PROBLEM: Copy out every one of the records below word for word, changing nothing.

(Excerpts from pointing data)
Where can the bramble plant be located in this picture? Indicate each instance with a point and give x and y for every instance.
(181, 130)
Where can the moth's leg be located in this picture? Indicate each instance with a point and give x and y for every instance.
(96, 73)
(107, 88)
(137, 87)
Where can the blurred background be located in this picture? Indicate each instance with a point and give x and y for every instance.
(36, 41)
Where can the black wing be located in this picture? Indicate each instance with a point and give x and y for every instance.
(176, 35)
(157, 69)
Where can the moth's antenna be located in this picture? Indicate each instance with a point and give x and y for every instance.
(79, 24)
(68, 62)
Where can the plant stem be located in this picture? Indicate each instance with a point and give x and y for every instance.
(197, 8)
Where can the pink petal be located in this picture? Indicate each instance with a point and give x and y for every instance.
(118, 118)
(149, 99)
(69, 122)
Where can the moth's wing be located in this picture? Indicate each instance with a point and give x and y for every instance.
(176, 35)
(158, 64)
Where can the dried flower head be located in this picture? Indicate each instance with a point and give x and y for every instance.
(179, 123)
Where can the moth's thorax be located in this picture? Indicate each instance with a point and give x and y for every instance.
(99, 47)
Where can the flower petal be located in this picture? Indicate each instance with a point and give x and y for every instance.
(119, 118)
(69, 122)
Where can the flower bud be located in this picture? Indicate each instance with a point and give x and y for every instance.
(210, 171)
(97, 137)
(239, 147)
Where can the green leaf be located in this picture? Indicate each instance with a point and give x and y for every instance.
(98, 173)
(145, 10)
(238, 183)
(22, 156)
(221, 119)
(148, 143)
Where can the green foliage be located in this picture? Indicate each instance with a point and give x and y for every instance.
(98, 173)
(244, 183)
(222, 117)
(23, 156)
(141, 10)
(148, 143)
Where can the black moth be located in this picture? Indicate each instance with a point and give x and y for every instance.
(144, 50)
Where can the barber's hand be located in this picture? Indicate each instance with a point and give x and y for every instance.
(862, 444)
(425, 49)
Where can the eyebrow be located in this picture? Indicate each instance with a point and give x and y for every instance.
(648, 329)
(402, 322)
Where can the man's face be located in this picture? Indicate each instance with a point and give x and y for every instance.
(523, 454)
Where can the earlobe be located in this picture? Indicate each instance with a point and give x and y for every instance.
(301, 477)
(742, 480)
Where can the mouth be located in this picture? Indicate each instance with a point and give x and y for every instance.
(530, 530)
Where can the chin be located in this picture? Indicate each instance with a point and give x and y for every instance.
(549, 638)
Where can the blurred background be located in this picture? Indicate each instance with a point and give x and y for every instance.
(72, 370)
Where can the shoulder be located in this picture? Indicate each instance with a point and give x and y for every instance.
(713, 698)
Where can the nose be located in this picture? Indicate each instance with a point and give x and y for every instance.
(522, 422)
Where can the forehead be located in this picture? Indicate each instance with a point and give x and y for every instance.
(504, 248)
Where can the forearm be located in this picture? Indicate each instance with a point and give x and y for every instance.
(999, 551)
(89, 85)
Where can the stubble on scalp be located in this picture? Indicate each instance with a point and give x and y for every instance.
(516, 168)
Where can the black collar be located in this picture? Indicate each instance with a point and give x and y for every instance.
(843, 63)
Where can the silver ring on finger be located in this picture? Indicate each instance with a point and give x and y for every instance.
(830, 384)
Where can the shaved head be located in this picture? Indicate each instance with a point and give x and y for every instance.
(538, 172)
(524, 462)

RESPONSE TO THIS EXERCISE:
Where can the bramble plant be located in this picture? Indicate each instance with a point and give x and y for every instance.
(181, 130)
Where can the moth's leg be located in this picture? Indicate each instance with a point and give x and y for every instance.
(96, 73)
(107, 88)
(137, 87)
Where can the blurred background be located in this picture? Indicate each instance with a point and give x and y for every instance.
(36, 41)
Where can the black wing be located in this picture? Indicate each instance with a point and give x and y for every instance.
(176, 35)
(157, 69)
Where can the moth's antenna be located in this picture? Indicate each instance with a point and give x and y for every instance.
(79, 24)
(68, 62)
Where can the plant stem be located in this picture? Indicate each instance with a point and give x and y for every instance.
(197, 8)
Where can the pink petal be located in this picture? Indicate each instance with a point and give x and y for every instance.
(118, 118)
(149, 99)
(69, 122)
Where can the moth's wing be located in this picture? Indicate each instance with a point and give x and y for every instance.
(176, 35)
(158, 64)
Where can the dried flower head be located in this picture? Indicate each instance with a point and give x and y for every instance.
(179, 123)
Where can the moth's thorax be located in this picture? Indicate each instance with a point and give x and y for every instance.
(99, 47)
Where can the flower petal be located in this picture? Indicate each instance with a point and give x and y for every instance.
(119, 118)
(69, 122)
Where can the flower bud be located in this picture? Indicate each instance with a point and give x and y for every instance.
(210, 171)
(97, 137)
(239, 147)
Where can the green leaf be located in this picture? Indicate each instance with a point and give x and y for every instance.
(98, 173)
(145, 10)
(238, 183)
(22, 156)
(221, 119)
(148, 143)
Where can the green foliage be located in this picture? Indicate each instance with a point and give x and y for every instance.
(98, 173)
(244, 183)
(222, 117)
(23, 156)
(141, 10)
(148, 143)
Where can the black moth be located in this picture? Indicate each instance with a point and give x and y for every instance.
(144, 50)
Where can the barber's hand be located in this picture? Indicate each instance with a point and give x and y for every instance.
(862, 444)
(425, 49)
Where can the eyebrow be located in this picture? Indicate each instance with a point and give x and y for every instance.
(648, 329)
(402, 322)
Where can the man's face be located in this picture? Indicate each instance with a point and give x and y for every instance.
(523, 454)
Where can the earlobe be located in this picture? Indicate each instance with a point and give x and y for every instance.
(301, 477)
(742, 480)
Where can the mouth be located in this picture? Indicate each instance with a point and give x and y for every instance.
(530, 530)
Where can the chin be located in this picture? Indicate each instance with a point and give x and y for every instance.
(549, 638)
Where can the blurred background be located in this picture? Indicate each instance with a point and give x and y for every instance.
(72, 370)
Where can the shoulder be located in this picture? Indicate each instance with a point and give x and y for every instance.
(713, 698)
Where can the nose be located in this picture? Indicate each instance with a point and give x and y for every instance.
(522, 422)
Where can the forehead be located in this picture? Indicate each instance with a point and give x and y for every instance.
(504, 248)
Where can the forearm be located in this picture? Indicate each instance with a point and give x and y for every instance.
(999, 551)
(89, 85)
Where can the stubble on scalp be located in this picture? Indicate each instance with a point and give x and y for every instance.
(516, 168)
Where can the black collar be located in this picture? Indicate each instance with a point and give x and y for every instance.
(843, 63)
Where can the silver ring on finger be located in this picture? Indicate each instance with a point and give x and y for every instance.
(830, 384)
Where can the shaved head be located in this picture? Indicate each instance with a point and give x and y for every instance.
(538, 172)
(524, 462)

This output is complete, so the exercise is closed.